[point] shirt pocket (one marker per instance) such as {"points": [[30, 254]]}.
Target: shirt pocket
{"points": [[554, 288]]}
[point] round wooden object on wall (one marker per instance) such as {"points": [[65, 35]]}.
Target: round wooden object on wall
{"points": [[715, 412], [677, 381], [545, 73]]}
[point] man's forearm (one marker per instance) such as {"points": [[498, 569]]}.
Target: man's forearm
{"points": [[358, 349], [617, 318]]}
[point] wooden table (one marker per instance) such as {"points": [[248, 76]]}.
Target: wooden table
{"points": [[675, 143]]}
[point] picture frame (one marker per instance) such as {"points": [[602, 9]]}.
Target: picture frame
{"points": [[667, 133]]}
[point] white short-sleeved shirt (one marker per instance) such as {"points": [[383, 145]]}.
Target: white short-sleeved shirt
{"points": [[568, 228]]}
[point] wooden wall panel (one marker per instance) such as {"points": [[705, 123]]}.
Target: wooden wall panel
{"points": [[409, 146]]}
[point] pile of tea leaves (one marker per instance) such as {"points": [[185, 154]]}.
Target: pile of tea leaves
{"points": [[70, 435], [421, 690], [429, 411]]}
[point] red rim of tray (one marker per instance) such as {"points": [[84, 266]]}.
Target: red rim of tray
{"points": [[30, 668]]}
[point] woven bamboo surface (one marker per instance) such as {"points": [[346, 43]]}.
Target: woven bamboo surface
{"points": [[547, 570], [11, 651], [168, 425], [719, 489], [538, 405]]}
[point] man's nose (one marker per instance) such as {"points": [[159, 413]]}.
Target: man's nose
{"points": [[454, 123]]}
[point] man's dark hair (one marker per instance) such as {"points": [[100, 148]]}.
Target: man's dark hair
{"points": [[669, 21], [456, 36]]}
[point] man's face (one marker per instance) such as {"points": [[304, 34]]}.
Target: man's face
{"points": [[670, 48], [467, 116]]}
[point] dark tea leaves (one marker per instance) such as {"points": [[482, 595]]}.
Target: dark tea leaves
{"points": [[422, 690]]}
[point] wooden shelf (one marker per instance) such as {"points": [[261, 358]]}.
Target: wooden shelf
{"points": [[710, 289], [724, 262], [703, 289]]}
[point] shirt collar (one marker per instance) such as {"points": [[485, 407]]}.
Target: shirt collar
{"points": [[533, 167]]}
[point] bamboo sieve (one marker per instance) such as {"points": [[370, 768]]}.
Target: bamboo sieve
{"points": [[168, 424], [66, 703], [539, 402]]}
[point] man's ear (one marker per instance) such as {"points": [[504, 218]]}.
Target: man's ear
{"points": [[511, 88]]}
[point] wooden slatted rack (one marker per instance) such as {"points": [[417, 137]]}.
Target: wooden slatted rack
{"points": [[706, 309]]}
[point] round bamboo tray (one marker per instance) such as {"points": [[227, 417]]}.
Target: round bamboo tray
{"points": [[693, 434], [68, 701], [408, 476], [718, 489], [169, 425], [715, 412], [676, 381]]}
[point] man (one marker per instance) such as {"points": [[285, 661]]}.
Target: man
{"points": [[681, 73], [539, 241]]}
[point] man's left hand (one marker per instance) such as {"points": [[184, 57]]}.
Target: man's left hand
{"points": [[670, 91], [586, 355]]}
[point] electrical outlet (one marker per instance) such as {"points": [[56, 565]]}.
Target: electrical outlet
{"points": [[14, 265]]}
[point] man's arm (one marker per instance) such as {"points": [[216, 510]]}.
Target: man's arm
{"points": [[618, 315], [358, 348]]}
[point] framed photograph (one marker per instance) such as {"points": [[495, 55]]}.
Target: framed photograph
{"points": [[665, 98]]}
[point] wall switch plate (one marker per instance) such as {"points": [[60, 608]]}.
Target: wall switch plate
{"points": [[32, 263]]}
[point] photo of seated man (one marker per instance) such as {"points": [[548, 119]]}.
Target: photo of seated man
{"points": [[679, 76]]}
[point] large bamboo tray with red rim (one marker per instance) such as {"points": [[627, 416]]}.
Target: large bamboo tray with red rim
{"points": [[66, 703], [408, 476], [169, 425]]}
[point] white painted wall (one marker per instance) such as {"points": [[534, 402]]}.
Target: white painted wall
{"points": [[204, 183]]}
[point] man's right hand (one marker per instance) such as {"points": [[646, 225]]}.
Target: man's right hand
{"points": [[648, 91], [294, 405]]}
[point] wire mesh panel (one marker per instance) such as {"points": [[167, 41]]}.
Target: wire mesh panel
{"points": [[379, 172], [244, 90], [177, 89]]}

TASK GOAL:
Starting at the line that contains "[point] white painted" and ending at the end of the listing, reproduce every line, requests included. Multiply each point coordinate in the answers by 0.55 and round it to a whole number, with halves rounded up, leaving the numbers in the requests unchanged.

TASK RESPONSE:
[point] white painted wall (one marker per instance) such as {"points": [[534, 402]]}.
Target: white painted wall
{"points": [[112, 101]]}
[point] man's right hand (one marker per instance) such as {"points": [[646, 225]]}.
Target: man's right hand
{"points": [[356, 50], [162, 223]]}
[point] wire mesh panel (one marker per instance) such as {"points": [[167, 41]]}.
Target: wire mesh panel
{"points": [[208, 95], [134, 50], [97, 49]]}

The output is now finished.